# 課題 1
Loohcsの記事に名前が出てくる人物を、すべて挙げてください。
# 課題 2
Loohcsの記事について、次の問いに答えてください。
(a) Loohcsの開校はいつの予定か。
(b) 斎木陽平氏は何歳で「AO義塾」を立ち上げたか。
(c) 藤原和博氏はどのような肩書きで紹介されているか。
# 課題 3
Loohcsの記事で「発起人代表は18歳で」から始まる段落を、要点を残して箇条書きにまとめてください。

26歳最年少校長の挑戦「今までの学校を“ひっくり返す”」

2018/11/14
教育は、変わらなければならない──。2019年4月の開校を控える「Loohcs(ルークス)」は、これまでの学校のあり方を“ひっくり返す”新しい学校だ。起業家精神を持つ社会的リーダーの育成を目指し、グローバルな学びを提供する。

発起人代表は18歳で学習塾「AO義塾」を立ち上げ、8年間一貫して教育に携わる斎木陽平氏。俳優の伊勢谷友介氏も発起人として名を連ね、ほか数多くの著名人がアドバイザリーボードとして新しい教育のあり方を探究している。今回は、その中から教育改革実践家の藤原和博氏、アートディレクターの水口克夫氏を迎え、Loohcsが目指す“次世代を創造する人”を育てる教育について語り合う。

既存の教育に不条理を感じた原体験

──なぜ今、新しい学校が必要なのでしょうか?

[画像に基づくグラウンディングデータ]
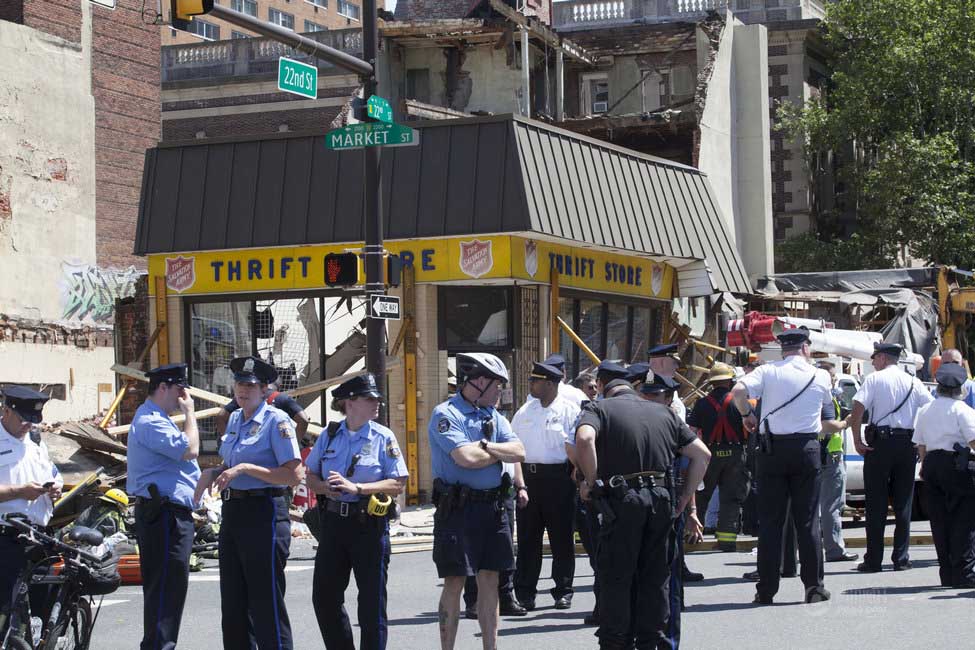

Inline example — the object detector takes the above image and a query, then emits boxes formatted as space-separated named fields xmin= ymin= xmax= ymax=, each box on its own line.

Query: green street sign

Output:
xmin=325 ymin=122 xmax=420 ymax=151
xmin=278 ymin=56 xmax=318 ymax=99
xmin=366 ymin=95 xmax=393 ymax=124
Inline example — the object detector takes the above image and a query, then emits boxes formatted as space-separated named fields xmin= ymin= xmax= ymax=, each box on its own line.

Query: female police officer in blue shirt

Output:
xmin=305 ymin=374 xmax=407 ymax=650
xmin=196 ymin=357 xmax=304 ymax=650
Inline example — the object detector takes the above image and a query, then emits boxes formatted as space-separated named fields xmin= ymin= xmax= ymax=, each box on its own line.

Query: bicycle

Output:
xmin=0 ymin=513 xmax=120 ymax=650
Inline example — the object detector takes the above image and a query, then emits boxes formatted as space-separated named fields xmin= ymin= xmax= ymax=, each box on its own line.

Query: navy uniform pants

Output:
xmin=757 ymin=434 xmax=823 ymax=598
xmin=515 ymin=463 xmax=576 ymax=602
xmin=219 ymin=495 xmax=293 ymax=650
xmin=921 ymin=449 xmax=975 ymax=587
xmin=596 ymin=487 xmax=674 ymax=650
xmin=135 ymin=503 xmax=193 ymax=650
xmin=863 ymin=435 xmax=917 ymax=568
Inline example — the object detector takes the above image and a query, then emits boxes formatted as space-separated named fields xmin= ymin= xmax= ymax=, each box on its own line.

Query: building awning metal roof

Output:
xmin=135 ymin=115 xmax=751 ymax=296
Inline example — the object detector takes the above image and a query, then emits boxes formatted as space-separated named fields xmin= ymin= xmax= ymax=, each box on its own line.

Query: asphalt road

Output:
xmin=91 ymin=540 xmax=975 ymax=650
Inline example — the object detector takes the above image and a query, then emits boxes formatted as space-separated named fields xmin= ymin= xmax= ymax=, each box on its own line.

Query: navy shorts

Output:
xmin=433 ymin=502 xmax=515 ymax=578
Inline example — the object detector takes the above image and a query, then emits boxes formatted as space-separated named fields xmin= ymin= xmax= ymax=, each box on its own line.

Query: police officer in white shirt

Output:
xmin=914 ymin=364 xmax=975 ymax=589
xmin=849 ymin=343 xmax=934 ymax=573
xmin=0 ymin=386 xmax=64 ymax=612
xmin=733 ymin=328 xmax=842 ymax=605
xmin=511 ymin=357 xmax=579 ymax=611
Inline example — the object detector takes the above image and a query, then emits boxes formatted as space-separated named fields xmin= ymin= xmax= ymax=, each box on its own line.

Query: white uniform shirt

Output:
xmin=0 ymin=424 xmax=64 ymax=526
xmin=905 ymin=396 xmax=975 ymax=451
xmin=511 ymin=395 xmax=579 ymax=465
xmin=739 ymin=354 xmax=836 ymax=435
xmin=853 ymin=366 xmax=934 ymax=429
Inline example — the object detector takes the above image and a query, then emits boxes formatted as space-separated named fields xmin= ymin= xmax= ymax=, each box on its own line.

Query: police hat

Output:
xmin=230 ymin=357 xmax=278 ymax=384
xmin=528 ymin=361 xmax=565 ymax=381
xmin=3 ymin=386 xmax=51 ymax=424
xmin=935 ymin=363 xmax=968 ymax=388
xmin=626 ymin=361 xmax=650 ymax=382
xmin=146 ymin=363 xmax=190 ymax=388
xmin=870 ymin=343 xmax=904 ymax=359
xmin=775 ymin=327 xmax=809 ymax=348
xmin=332 ymin=372 xmax=382 ymax=399
xmin=647 ymin=343 xmax=680 ymax=361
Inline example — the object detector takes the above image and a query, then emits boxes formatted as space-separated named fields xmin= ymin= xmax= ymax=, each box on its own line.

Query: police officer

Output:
xmin=850 ymin=343 xmax=934 ymax=573
xmin=575 ymin=372 xmax=710 ymax=648
xmin=0 ymin=386 xmax=64 ymax=612
xmin=733 ymin=328 xmax=842 ymax=605
xmin=196 ymin=357 xmax=305 ymax=650
xmin=687 ymin=363 xmax=749 ymax=552
xmin=125 ymin=363 xmax=200 ymax=650
xmin=429 ymin=352 xmax=525 ymax=650
xmin=511 ymin=363 xmax=579 ymax=611
xmin=914 ymin=364 xmax=975 ymax=589
xmin=305 ymin=374 xmax=408 ymax=650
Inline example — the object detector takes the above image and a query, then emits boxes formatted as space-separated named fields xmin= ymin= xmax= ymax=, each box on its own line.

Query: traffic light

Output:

# 解答欄 1
斎木陽平氏、伊勢谷友介氏、藤原和博氏、水口克夫氏

# 解答欄 2
(a) 2019年4月
(b) 18歳
(c) 教育改革実践家

# 解答欄 3
- 発起人代表は斎木陽平氏。18歳で学習塾「AO義塾」を立ち上げ、8年間一貫して教育に携わってきた。
- 俳優の伊勢谷友介氏も発起人に名を連ねている。
- ほかに数多くの著名人がアドバイザリーボードとして、新しい教育のあり方を探究している。
- 今回は教育改革実践家の藤原和博氏とアートディレクターの水口克夫氏を迎え、“次世代を創造する人”を育てる教育について語り合う。